## What to work on
Leave the images out and repeat the data exactly as given.

───── Input records ─────

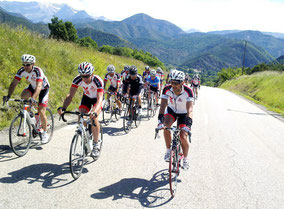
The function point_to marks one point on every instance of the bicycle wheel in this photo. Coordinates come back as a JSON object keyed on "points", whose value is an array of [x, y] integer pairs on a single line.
{"points": [[127, 120], [77, 156], [50, 123], [107, 113], [149, 109], [173, 172], [137, 117], [20, 137]]}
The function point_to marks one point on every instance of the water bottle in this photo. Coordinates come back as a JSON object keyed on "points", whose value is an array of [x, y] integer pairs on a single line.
{"points": [[33, 120]]}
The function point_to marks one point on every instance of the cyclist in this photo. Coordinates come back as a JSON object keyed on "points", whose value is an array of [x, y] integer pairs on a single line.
{"points": [[124, 72], [93, 96], [186, 79], [154, 82], [176, 104], [146, 73], [38, 88], [195, 83], [135, 82], [114, 79], [160, 74]]}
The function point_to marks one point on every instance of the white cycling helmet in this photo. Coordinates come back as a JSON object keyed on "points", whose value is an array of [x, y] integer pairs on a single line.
{"points": [[177, 75], [110, 69], [28, 58], [85, 68], [153, 73], [159, 70]]}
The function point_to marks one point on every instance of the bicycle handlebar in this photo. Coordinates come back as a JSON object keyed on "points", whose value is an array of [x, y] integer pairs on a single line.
{"points": [[75, 113]]}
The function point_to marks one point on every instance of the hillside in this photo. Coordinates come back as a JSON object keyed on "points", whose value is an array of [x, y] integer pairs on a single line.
{"points": [[265, 88], [15, 21], [103, 38], [59, 60]]}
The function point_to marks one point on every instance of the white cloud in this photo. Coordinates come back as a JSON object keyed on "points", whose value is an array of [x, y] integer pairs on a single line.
{"points": [[205, 15]]}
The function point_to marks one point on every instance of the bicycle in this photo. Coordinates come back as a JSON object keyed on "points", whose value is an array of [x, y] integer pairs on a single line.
{"points": [[27, 125], [131, 114], [81, 143], [176, 156], [151, 105], [110, 109]]}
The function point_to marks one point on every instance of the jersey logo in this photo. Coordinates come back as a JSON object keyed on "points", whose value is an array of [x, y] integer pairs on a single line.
{"points": [[86, 90]]}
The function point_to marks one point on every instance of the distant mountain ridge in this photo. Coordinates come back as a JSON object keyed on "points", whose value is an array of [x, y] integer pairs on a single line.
{"points": [[173, 46], [43, 12]]}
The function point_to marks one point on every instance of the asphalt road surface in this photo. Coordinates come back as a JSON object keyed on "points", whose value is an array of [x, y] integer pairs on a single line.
{"points": [[236, 161]]}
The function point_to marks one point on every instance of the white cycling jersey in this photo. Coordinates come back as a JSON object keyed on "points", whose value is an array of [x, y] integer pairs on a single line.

─────

## Written response
The function point_to marks one point on every instance of the bicycle wheel in this photo. Coordinates come back as a JSON object keyed on "points", whose value is an array of [x, y] integer pairs on a single line.
{"points": [[127, 120], [77, 156], [50, 123], [107, 113], [149, 109], [173, 172], [137, 117], [20, 137]]}
The function point_to marks one point on every instance of the water bottle in this photo. Coordinates come back as a JSON object keyed on "points", whose value is an array of [x, y] integer pairs on a single line.
{"points": [[33, 120]]}
The function point_to marks one point on every instance of the cyclist in this photo. Coordinates come back as a JSON object keyed on "points", whose value is an array of [x, y] integer pairs on a single line.
{"points": [[124, 72], [93, 96], [186, 79], [154, 82], [176, 104], [146, 73], [38, 88], [195, 83], [135, 82], [114, 79], [160, 74]]}
The function point_to marks one point on every instance of the white cycling helmet in this photo. Coordinates come back as a JSON object keyed on "points", whose value is an array of [x, y] integer pairs on a single line.
{"points": [[177, 75], [110, 69], [28, 58], [85, 68], [153, 73], [159, 70]]}
The function point_to marks one point on every instance of the bicycle handlebar in this photo. Coordinates come back as a JSON object keyed on "points", whose value is an array of [x, y] integer pairs on a single line.
{"points": [[75, 113]]}
The function point_to marks one point on every instance of the hillside in this photo. Coordinates come back as a JSON object keyed on "points", whose value is an array of [x, y] integer pairs on a single line.
{"points": [[265, 88], [15, 21], [103, 38], [59, 60]]}
The function point_to marks one point on every instance of the white cloud in this photo. Coordinates come back as a JSON object keyed on "points", whose value is an array of [x, y] integer pairs on a single line.
{"points": [[205, 15]]}
The function point_to marks one point on every instance of the bicycle in this photo. Coordinates come back as a JSON object keyed on "points", whose value is an array of [x, y] integer pairs on a single line.
{"points": [[27, 125], [131, 114], [81, 143], [176, 156], [151, 105], [110, 109]]}
The function point_to marks one point on every instance of the jersey logo in this photo. Coordinates come back as a JSON object keyed on "points", whose value is an array of [x, y] integer pairs on a single line.
{"points": [[86, 90]]}
The function point_to marks one point on every instance of the distant mountain ridge in this photo. Coordinates come back as a JSON object keyed on "points", whose value is an array of [x, y] integer pairs on a single line.
{"points": [[173, 46], [43, 12]]}
The function point_to marks one point on every instance of the asphalt road surface in this photo. Coordinates come back as a JSON object keyed on "points", whose value is an array of [x, y] integer pairs on a single line.
{"points": [[236, 161]]}
The function point_to marks one point on every instance of the white cycling jersey in this photo. Coordinates come back as a JSON object keyed on "points", whose value is an array of [x, y] integer pairs on a single line.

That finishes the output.